PASSAGE PROVIDED

[Start of section]

Who's been a baaaad boy?


And isn't that all that really matters? Isn't feeling better the most important thing in life?

So what is so wrong about the NFL forcing their players and coaches and cheerleaders and anyone else working for the National Femmeball League to wear pink for the month of October? What's so wrong about 'raising awareness' for breast cancer?

Well, it's like this, despite the fact that virtually every single player and coach down on that field is going to get prostate cancer before he dies, nothing has been done by the NFL to raise any awareness or money for that.

Guess when Prostate Cancer Awareness Month was? It was LAST month. That's right. It just happened. And what did the NFL do for Prostate Cancer Awareness Month? Jack-shit NOTHING. Some NFL hall-of-fame players tried to promote prostate cancer awareness, but there were no NFL teams wearing blue ribbons, no NFL cheerleaders dressed for the event, no blue Prostate Cancer banners in any NFL stadiums. There was a big fat nothing. If they had just done as much for prostate cancer, or testicular cancer, as they are doing now with all the pink uniforms and banners and gloves and armbands and goalposts, there would be no problem. But they didn't. They were too busy painting the country pink.

And despite the fact that testicular cancer has been steadily and dramatically increasing over the past 40 years, affecting several high-profile professional male athletes such as Lance Armstrong of cycling and John Kruk of professional baseball, not one single penny, not one single acknowledgement, not one single effort has been made by these same leagues, these same team owners, these same billionaire men to do one thing about it.

Testicular cancer, by the way, which is an agonizingly painful cancer, primarily targets males between the ages of 14 and 40.

[End of section]

WHAT YOU SHOULD DO
According to the passage about the NFL and cancer awareness, which group does testicular cancer primarily target?

EXTRACTED INFORMATION

[Start of section]

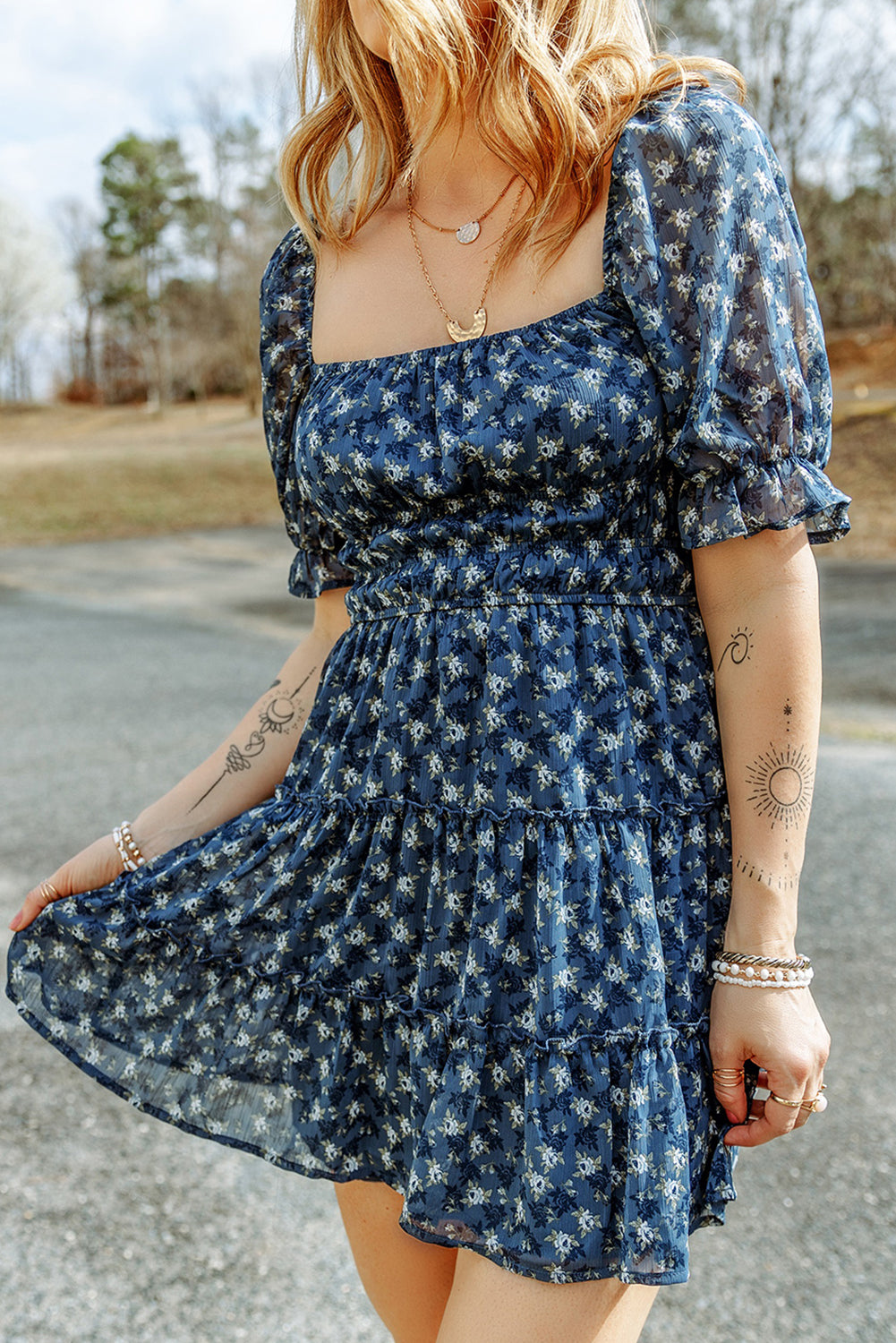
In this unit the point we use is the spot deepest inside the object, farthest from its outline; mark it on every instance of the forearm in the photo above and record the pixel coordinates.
(247, 766)
(759, 604)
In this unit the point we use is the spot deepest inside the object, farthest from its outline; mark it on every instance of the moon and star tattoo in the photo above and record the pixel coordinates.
(281, 714)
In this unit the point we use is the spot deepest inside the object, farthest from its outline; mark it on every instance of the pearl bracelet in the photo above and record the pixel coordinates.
(734, 967)
(128, 851)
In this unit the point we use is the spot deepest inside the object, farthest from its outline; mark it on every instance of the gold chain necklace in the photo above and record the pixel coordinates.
(471, 231)
(480, 316)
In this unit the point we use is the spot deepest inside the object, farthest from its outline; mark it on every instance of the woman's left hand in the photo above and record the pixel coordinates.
(782, 1031)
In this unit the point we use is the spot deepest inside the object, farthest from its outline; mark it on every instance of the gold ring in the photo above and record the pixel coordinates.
(782, 1100)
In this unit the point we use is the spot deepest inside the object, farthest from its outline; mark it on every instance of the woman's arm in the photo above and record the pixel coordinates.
(758, 598)
(239, 774)
(252, 760)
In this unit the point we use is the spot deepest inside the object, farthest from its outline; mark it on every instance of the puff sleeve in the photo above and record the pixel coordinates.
(711, 261)
(285, 372)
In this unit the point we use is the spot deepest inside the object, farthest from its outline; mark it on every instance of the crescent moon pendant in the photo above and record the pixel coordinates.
(458, 332)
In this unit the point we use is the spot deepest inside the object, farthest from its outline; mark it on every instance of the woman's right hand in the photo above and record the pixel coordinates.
(94, 867)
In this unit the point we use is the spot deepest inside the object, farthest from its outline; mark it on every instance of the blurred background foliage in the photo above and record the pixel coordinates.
(164, 276)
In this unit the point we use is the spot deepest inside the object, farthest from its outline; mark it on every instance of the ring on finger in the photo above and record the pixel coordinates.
(782, 1100)
(815, 1106)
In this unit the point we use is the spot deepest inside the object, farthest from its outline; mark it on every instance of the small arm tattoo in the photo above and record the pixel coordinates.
(764, 876)
(277, 714)
(781, 781)
(738, 647)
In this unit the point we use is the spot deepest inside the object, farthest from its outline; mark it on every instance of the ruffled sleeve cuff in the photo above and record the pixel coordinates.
(772, 494)
(317, 566)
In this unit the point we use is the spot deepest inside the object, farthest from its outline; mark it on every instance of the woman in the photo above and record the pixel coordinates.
(482, 945)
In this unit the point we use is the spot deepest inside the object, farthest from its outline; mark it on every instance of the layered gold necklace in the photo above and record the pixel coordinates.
(480, 316)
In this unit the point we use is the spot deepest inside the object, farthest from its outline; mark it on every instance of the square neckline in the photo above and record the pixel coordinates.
(584, 305)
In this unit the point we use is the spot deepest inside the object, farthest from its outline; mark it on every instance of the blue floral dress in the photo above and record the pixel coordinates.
(464, 947)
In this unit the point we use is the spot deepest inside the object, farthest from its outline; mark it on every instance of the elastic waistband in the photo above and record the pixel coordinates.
(491, 577)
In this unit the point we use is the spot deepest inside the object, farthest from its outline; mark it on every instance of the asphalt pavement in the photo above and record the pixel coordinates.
(124, 663)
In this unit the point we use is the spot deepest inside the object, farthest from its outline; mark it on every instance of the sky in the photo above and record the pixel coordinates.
(78, 74)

[End of section]

RESPONSE AREA
Males between the ages of 14 and 40.